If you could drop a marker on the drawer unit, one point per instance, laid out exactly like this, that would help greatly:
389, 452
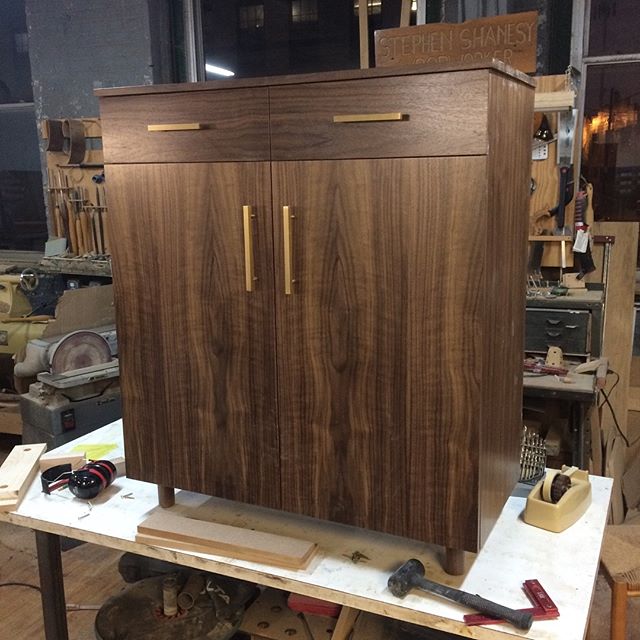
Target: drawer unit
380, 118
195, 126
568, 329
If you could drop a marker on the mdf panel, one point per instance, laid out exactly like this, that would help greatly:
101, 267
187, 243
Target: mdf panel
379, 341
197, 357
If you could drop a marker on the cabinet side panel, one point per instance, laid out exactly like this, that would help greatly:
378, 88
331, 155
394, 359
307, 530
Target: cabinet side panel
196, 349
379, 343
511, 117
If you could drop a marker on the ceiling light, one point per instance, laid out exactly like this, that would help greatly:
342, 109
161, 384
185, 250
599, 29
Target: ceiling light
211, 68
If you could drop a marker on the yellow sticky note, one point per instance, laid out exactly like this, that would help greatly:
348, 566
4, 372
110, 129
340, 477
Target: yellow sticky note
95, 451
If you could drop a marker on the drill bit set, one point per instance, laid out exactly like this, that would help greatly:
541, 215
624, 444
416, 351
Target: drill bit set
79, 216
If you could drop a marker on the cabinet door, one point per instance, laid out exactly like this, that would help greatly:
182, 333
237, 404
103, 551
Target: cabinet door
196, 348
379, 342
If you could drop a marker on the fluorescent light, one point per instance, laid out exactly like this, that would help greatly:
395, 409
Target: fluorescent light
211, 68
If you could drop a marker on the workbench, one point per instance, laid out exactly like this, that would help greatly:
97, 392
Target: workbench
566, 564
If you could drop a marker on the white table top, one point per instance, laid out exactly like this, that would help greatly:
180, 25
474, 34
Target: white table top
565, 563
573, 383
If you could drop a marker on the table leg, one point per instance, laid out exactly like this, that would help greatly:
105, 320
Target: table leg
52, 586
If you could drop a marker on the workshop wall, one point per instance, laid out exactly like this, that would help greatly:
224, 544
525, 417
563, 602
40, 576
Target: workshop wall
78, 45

Exercise brief:
Transfer the rows from the line containing "If you could drop a marker on the fluorescent" through the end of the rows. Keep every line as it stands, but add 59 to each number in the answer coordinates listed under every "Target:" line.

Completed exercise:
If you could drop a marker on the fluorescent light, one point per instance, laid out exactly like this, that would help greatly:
395, 409
Target: fluorescent light
270, 127
If you could drop a marker on the workbench, one point per instance, laid out exactly like this, that would help greatly:
97, 392
Target: workbench
625, 623
If you could drop a marker on the white table top, one point per instance, laid out exactly like this, that would help greatly:
180, 25
474, 34
Target: white table top
624, 622
632, 442
If you could drop a marker on the table leg, one point per instance, laid out exactly like this, that would help greatly:
105, 320
Target: table leg
111, 645
If you could drop a marker on the workshop wall, one point per instance, laid out exactly like this, that would help greatly:
224, 544
525, 417
563, 602
40, 576
Target: workshop wall
137, 104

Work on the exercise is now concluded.